(To do):
Copy out the records verbatim, from the very first line down to and including the line containing "411,262 -> 419,279".

[START Data for this task]

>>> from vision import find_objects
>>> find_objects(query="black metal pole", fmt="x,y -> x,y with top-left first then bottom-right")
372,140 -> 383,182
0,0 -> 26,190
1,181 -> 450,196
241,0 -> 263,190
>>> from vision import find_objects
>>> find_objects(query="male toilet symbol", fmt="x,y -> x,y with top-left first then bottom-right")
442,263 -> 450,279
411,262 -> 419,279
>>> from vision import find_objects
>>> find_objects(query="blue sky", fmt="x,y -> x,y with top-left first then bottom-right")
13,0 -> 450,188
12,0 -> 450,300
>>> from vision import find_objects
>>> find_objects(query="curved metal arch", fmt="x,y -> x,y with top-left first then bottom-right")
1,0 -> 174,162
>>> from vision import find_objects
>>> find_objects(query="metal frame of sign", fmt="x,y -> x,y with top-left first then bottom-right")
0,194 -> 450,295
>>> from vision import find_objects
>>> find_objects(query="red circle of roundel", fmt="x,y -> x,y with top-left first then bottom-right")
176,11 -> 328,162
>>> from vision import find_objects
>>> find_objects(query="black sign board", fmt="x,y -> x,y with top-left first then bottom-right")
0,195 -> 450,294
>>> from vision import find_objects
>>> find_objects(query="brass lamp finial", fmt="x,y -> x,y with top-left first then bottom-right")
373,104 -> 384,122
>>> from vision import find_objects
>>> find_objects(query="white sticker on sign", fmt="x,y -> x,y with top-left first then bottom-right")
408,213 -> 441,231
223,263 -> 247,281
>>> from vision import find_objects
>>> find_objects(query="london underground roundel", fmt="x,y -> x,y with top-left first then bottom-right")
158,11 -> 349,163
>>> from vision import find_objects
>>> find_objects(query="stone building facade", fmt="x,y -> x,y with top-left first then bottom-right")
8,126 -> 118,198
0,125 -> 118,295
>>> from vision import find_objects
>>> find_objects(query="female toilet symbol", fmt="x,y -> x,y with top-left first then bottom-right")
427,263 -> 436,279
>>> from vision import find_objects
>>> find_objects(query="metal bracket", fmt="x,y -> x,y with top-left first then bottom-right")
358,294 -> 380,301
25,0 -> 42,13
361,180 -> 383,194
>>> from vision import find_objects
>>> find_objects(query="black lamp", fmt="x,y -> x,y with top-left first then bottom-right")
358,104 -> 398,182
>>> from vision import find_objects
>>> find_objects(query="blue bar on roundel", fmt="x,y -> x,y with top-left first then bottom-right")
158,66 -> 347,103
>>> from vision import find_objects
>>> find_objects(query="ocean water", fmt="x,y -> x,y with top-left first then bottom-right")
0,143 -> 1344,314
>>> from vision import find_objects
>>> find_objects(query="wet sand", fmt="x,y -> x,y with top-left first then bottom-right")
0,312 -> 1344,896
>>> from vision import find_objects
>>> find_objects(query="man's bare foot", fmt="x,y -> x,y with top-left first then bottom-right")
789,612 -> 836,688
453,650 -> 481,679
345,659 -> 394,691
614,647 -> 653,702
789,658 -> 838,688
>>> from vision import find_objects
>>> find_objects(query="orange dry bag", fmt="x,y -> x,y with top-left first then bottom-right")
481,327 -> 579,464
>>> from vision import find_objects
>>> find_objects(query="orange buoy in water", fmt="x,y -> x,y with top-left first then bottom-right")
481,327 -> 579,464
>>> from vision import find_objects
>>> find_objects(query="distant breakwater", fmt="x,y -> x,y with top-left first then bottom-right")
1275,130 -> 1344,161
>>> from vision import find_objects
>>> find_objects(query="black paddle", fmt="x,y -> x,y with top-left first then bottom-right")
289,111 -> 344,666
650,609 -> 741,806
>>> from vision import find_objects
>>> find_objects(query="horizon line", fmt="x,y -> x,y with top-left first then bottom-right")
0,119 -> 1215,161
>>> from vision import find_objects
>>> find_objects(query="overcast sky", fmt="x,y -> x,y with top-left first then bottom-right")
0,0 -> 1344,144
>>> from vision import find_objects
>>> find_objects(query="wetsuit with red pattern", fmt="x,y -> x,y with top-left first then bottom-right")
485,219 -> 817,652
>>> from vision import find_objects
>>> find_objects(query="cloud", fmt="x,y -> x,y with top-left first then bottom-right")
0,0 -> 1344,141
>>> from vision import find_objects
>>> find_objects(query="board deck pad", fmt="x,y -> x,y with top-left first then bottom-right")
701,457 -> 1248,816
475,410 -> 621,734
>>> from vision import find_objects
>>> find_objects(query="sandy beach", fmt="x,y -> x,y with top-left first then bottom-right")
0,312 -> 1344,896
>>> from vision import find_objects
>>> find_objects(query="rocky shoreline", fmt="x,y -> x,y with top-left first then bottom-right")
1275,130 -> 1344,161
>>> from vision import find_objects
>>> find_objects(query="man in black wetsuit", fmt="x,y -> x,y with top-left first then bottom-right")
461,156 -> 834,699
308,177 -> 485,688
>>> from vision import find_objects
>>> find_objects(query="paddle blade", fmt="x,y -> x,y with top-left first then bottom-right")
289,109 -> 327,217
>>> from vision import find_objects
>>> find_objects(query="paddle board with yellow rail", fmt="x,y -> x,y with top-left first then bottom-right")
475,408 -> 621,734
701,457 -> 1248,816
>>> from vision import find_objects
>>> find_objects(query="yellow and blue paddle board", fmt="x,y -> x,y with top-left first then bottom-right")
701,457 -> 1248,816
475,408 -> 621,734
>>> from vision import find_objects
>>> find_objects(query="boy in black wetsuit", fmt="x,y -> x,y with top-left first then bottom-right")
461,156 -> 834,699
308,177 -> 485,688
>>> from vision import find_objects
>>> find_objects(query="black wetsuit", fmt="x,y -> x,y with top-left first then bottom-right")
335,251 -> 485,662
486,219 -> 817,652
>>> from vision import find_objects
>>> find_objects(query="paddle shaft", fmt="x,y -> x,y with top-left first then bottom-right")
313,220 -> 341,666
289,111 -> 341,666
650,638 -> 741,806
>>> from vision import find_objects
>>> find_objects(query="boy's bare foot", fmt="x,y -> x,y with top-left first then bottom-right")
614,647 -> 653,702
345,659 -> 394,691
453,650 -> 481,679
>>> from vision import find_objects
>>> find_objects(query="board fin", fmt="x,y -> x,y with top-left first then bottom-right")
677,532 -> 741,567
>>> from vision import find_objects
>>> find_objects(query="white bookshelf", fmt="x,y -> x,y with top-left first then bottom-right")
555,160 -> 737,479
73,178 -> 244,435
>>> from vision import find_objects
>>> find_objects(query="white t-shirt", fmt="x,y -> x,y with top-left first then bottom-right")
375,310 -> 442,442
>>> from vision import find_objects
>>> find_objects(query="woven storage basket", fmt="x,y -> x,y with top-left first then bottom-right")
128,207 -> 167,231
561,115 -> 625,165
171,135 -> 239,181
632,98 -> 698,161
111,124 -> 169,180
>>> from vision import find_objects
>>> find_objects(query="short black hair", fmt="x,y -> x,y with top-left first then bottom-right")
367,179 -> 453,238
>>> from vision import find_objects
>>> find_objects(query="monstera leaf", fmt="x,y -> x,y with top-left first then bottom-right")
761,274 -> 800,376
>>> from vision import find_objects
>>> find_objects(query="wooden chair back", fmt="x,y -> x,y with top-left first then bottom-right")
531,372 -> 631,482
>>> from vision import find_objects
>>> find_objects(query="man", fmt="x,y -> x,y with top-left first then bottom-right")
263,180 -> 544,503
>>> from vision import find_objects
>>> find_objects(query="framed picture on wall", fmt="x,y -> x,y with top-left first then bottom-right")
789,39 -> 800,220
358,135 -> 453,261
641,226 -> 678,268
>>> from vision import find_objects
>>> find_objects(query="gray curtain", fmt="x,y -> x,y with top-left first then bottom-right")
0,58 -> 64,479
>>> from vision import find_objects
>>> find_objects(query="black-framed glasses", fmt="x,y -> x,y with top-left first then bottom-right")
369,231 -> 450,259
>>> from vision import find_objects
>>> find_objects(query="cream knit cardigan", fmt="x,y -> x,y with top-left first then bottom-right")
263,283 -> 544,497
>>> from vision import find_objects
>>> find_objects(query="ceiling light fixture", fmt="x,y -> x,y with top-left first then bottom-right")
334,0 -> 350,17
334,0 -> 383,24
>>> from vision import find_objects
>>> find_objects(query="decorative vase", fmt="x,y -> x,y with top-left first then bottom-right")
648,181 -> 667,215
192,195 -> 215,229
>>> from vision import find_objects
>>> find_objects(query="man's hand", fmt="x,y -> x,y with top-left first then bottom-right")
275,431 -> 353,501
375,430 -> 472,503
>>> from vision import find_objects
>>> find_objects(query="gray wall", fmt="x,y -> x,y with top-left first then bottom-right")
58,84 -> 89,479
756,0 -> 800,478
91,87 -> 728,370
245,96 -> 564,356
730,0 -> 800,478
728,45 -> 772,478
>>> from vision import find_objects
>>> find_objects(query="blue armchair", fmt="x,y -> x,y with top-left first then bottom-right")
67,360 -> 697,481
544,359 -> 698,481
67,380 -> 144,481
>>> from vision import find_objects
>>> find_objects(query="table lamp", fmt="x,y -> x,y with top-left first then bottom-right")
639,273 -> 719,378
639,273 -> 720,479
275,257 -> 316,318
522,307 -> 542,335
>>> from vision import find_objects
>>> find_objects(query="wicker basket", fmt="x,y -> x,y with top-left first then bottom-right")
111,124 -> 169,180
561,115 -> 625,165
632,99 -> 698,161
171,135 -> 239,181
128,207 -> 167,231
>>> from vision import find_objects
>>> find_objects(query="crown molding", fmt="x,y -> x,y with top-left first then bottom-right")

[END Data for this task]

(Result):
>>> from vision import find_objects
>>> find_objects(query="black metal pole", fmt="x,y -> x,y with top-left first then bottom-right")
372,140 -> 383,182
0,0 -> 26,190
1,181 -> 450,196
241,0 -> 263,190
>>> from vision import find_objects
>>> find_objects(query="male toilet symbol", fmt="x,y -> x,y with top-left first then bottom-right")
442,263 -> 450,279
411,262 -> 419,279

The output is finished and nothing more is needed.